*Work required*
Format the listing below as a numbered list, leaving out any blank lines. Do not include the pictures in your answer.

*Data lines*
-------------------------

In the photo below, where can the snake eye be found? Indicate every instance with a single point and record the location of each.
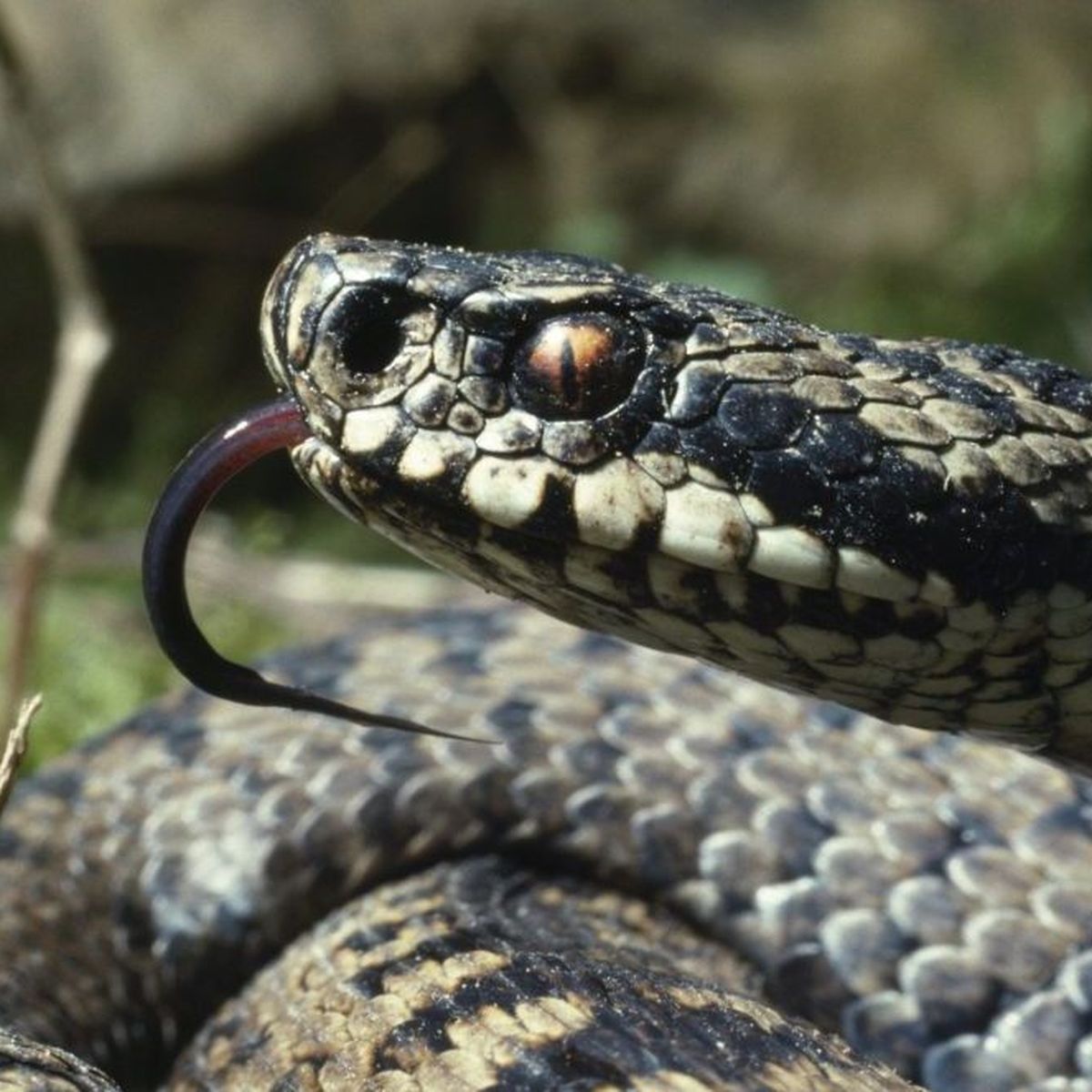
(366, 330)
(576, 366)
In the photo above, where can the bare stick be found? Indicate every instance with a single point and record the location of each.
(15, 747)
(83, 343)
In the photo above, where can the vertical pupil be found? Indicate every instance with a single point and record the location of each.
(577, 366)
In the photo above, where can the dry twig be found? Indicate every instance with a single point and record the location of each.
(15, 747)
(83, 342)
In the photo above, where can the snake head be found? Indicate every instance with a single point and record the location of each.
(902, 527)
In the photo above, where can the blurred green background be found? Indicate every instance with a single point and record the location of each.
(905, 167)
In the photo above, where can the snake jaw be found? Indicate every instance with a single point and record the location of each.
(224, 452)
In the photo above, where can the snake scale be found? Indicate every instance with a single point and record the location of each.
(660, 875)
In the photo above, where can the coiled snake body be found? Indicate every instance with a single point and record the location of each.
(656, 850)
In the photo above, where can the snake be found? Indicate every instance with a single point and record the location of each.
(718, 804)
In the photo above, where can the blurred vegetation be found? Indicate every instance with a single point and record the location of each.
(905, 168)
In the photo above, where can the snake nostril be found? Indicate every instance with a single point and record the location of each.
(370, 347)
(367, 331)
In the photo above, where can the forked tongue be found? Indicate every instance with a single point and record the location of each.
(221, 456)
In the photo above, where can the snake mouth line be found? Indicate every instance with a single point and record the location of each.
(228, 450)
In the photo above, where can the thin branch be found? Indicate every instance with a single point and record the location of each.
(83, 343)
(15, 748)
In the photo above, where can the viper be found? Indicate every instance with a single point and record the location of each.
(567, 861)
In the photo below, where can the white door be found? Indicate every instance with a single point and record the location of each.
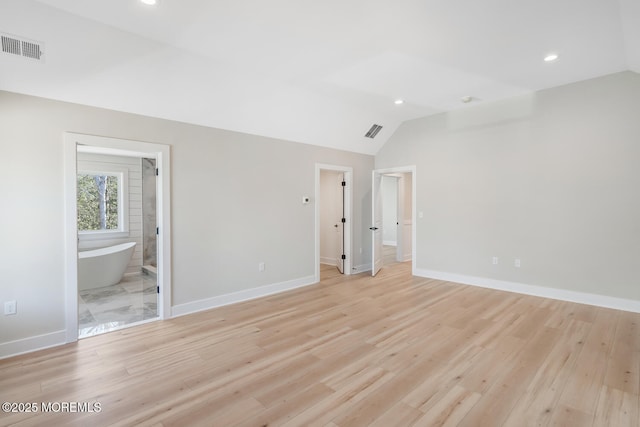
(340, 222)
(376, 221)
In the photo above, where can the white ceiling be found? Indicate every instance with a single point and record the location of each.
(316, 72)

-------------------------

*Result of the task*
1. In the photo below, where can the snake eye be found? Indicate every instance with a single point and record the location of each.
2. (366, 330)
3. (576, 366)
4. In the photo above, where can the bare stick be found? Indicate every instance with a single point and record the location of each.
5. (15, 747)
6. (83, 343)
7. In the photo above, where can the vertical pupil be found? Indicate every instance with a single point and record the location of each.
8. (577, 366)
9. In the photo above, where can the dry twig be found? Indicate every instance with a single point and record the location of each.
10. (15, 747)
11. (83, 342)
12. In the photo above, where can the snake head be found? Indicate every instance with a single point and record the location of each.
13. (902, 527)
14. In the photo above, where can the blurred green background be found? Indicate every instance with a single point and record the location of each.
15. (905, 167)
16. In the photo above, where can the snake jaw be found? Indicate every instance with a single point and record the location of each.
17. (224, 452)
18. In the photo above, where can the snake scale be found? Indicate every instance with a single point and record the location of each.
19. (660, 875)
20. In the photo above, where can the coiled snake body be found? Indicate every instance with a single point and record the location of each.
21. (656, 850)
22. In the photo above, where can the snake be found? Indicate every instance with a single point and record the location of each.
23. (718, 804)
24. In the photo above, where can the blurred vegetation be found? Indicate every instance with a single point and record the location of each.
25. (905, 168)
26. In the photo above, where can the snake nostril be found? Indicate every instance with a single point and record the location of each.
27. (370, 347)
28. (367, 331)
29. In the photo above, where can the forked tongue be found? Indicate every instance with a single point and record the location of each.
30. (221, 456)
31. In the photo above, where can the snake mouth line be found? Indicate every instance with a single point and record the location of each.
32. (228, 450)
33. In the photo above, where can the thin branch be found? Indicate every instance with a single point and record the location of each.
34. (83, 343)
35. (15, 748)
36. In the photo above, where can the viper be found? Indicate every instance with a single point and record the location of each.
37. (567, 861)
38. In the photo below, where can the white door be found? Indicate every instance with a single point and record the location of each.
39. (340, 222)
40. (376, 221)
41. In the photo above, where can the white ceiling be found? Indicate every instance with a single point and record the location of each.
42. (316, 72)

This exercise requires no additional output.